* BEGIN LISTED RECORDS *

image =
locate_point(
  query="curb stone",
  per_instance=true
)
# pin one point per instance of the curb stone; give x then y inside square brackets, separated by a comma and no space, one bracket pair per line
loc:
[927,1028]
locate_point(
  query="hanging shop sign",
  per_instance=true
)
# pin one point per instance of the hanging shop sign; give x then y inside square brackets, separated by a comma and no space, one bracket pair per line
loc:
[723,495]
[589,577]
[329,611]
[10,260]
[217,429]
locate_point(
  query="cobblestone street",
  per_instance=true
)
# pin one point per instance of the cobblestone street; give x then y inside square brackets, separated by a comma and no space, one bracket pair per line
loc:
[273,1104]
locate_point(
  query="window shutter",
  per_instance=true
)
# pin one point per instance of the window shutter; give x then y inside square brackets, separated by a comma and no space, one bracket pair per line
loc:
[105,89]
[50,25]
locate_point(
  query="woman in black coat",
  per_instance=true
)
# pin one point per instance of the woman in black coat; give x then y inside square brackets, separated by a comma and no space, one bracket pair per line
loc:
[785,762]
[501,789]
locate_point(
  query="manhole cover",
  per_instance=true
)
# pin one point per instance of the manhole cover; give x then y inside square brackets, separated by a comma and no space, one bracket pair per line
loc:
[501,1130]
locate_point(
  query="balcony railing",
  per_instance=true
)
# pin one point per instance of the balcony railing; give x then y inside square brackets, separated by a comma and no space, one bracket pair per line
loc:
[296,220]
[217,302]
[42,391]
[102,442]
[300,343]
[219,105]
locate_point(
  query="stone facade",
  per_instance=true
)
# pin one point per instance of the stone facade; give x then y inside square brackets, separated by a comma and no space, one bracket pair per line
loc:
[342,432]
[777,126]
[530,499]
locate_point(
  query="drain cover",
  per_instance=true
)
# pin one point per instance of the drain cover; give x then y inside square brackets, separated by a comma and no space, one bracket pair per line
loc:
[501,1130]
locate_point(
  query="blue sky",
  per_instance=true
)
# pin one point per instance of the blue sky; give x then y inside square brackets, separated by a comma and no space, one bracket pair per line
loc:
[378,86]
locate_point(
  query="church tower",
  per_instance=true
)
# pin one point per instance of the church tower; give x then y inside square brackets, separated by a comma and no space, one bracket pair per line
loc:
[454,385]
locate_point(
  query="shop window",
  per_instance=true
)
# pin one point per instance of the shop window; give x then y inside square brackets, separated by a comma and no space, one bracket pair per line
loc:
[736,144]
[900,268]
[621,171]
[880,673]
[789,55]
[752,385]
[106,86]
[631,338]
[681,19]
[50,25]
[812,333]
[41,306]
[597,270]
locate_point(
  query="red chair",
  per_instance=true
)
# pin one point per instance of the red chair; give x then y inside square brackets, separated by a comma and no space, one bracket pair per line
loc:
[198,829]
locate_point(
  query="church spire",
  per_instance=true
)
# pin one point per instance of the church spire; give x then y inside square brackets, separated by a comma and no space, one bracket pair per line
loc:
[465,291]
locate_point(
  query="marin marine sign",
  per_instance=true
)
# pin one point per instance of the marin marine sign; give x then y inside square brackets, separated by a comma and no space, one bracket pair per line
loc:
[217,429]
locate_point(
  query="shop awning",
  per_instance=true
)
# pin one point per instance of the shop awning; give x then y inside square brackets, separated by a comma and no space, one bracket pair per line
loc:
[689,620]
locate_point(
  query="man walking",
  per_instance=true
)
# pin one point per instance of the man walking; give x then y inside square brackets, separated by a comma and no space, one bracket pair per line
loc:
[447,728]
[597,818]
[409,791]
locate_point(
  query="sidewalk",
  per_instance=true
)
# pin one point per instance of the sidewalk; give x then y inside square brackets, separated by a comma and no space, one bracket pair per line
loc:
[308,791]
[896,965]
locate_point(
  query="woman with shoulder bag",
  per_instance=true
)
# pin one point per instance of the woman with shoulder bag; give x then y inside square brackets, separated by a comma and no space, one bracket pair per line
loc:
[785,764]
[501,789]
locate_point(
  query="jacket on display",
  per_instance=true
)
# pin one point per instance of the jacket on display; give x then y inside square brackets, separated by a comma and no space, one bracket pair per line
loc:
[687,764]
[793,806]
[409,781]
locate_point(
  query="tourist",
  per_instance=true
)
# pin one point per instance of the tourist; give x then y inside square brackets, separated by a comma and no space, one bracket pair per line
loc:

* END LISTED RECORDS *

(EXERCISE INSTRUCTIONS)
From the records above, extract every line exactly as it stands.

(EXERCISE RESULT)
image =
locate_point(
  query="curb stone",
  per_instance=true
)
# pin one point per instance of the curb stone; give x then y inside square brackets, separated by a comma and no space, one bracket pair per line
loc:
[927,1028]
locate_point(
  query="hanging shop sign",
  per_instance=true
)
# pin one point per instance of the hanging shop sign; give x then y inside square brackets, separated by a comma and no space, one bracket pair per line
loc:
[723,495]
[589,577]
[329,611]
[10,260]
[217,429]
locate_point(
  query="cobblestone street",
  per_instance=true
)
# pin one point per instance of the cobblestone street; give x then y inside square brackets, separated by a comma and no space, one bracket pair per line
loc:
[273,1104]
locate_point(
  query="window shutter",
  per_instance=true
)
# pin one point per instance of the window shutter; give x then y inside square brackets, separated by a comma and no space, one bracket pair per line
loc:
[105,89]
[50,25]
locate_point(
  query="woman in black coat",
  per_instance=true
)
# pin one point per instance of the woman in black coat; give x then y inside square brackets, separated by a comma and no space, one bracket pair per line
loc:
[785,762]
[501,789]
locate_point(
  query="manhole cover",
  per_instance=true
)
# pin one point per instance of the manhole cover; give x then y inside square brackets, separated by a comma and no space, one bracket pair per line
loc:
[501,1130]
locate_point(
  query="balcony railing",
  per_instance=true
)
# pin one point per instance of the balcony railing; give x then y inside square brackets, separated by a comma and no space, one bracket pair per line
loc:
[296,220]
[217,302]
[42,391]
[102,442]
[300,343]
[219,105]
locate_point(
  query="stone facade",
  per_instance=true
)
# pin one point per instance of the stone facade; give x then y inside square brackets, separated by a comma and no space, one bracket pair per line
loc:
[342,432]
[777,126]
[530,499]
locate_point(
  query="drain cover",
  per_instance=true
)
# pin one point per instance of the drain cover; give x then y inside square brackets, separated by a comma and no space, one bracket pair per line
loc:
[501,1130]
locate_point(
  query="blue sky",
  per_instance=true
)
# pin one point per instance of the blue sky; give x then y inside square brackets, separated by a comma and no space, one bracket pair per line
loc:
[378,86]
locate_point(
  query="church tower",
  per_instance=true
)
# pin one point per instance of the church tower; give x then y inside square brackets, separated by a comma and no space, one bracket pair per line
loc:
[454,385]
locate_point(
  query="shop window",
  per_instance=true
)
# pin one point per instance of the shop window; give x then y inside square brackets, separated by a comma and no space, one bracket pair per line
loc:
[736,144]
[900,268]
[621,171]
[880,673]
[789,55]
[752,385]
[106,86]
[631,338]
[681,19]
[50,25]
[812,333]
[41,306]
[597,270]
locate_point(
  query="red chair",
  per_instance=true
)
# pin one point per instance of the red chair; give x then y inside square brackets, separated by a comma and no space, one bracket pair per line
loc:
[198,829]
locate_point(
  query="church spire",
  per_instance=true
)
# pin one point per instance of the church spire; give x then y inside square brackets, separated by a comma and no space, one bracket pair per line
loc:
[465,291]
locate_point(
  query="marin marine sign",
  per_instance=true
)
# pin one point per instance of the marin marine sign; give x then y inside square brackets, separated by a comma and no space, one bracket pair per line
loc:
[217,429]
locate_point(
  query="shop awning",
  per_instance=true
)
# pin one point per instance of the shop awning; give x then y inside square brackets, separated by a comma and no space, one bracket pair per line
loc:
[689,620]
locate_point(
  query="man walking",
  per_instance=true
)
# pin one point per instance of the man walking; give x then y inside square brackets, separated by a comma and no space, one bracket pair per line
loc:
[447,728]
[597,818]
[409,791]
locate_point(
  query="sidewalk",
  per_instance=true
)
# pin one point per instance of the sidewalk; give x then y inside square brackets, separated by a comma and no space, one bracket pair per line
loc:
[308,791]
[896,965]
locate_point(
  query="woman with shoulder bag",
  per_instance=true
)
# pin one point per instance of the woman with shoulder bag; give x then y inside square brackets, separated by a comma and no space, one bracket pair per line
loc:
[785,764]
[501,789]
locate_point(
  query="jacket on display",
  per_instance=true
)
# pin one point per instance of the jacket on display; give x then y inside square brackets, separated by a comma and no space, one bracket pair per line
loc:
[687,764]
[793,806]
[409,781]
locate_point(
  query="tourist",
  per_instance=true
)
# pin one point per instance of the tourist; give x then y inside square brackets, separated by a comma and no space, one bracket pair per line
loc:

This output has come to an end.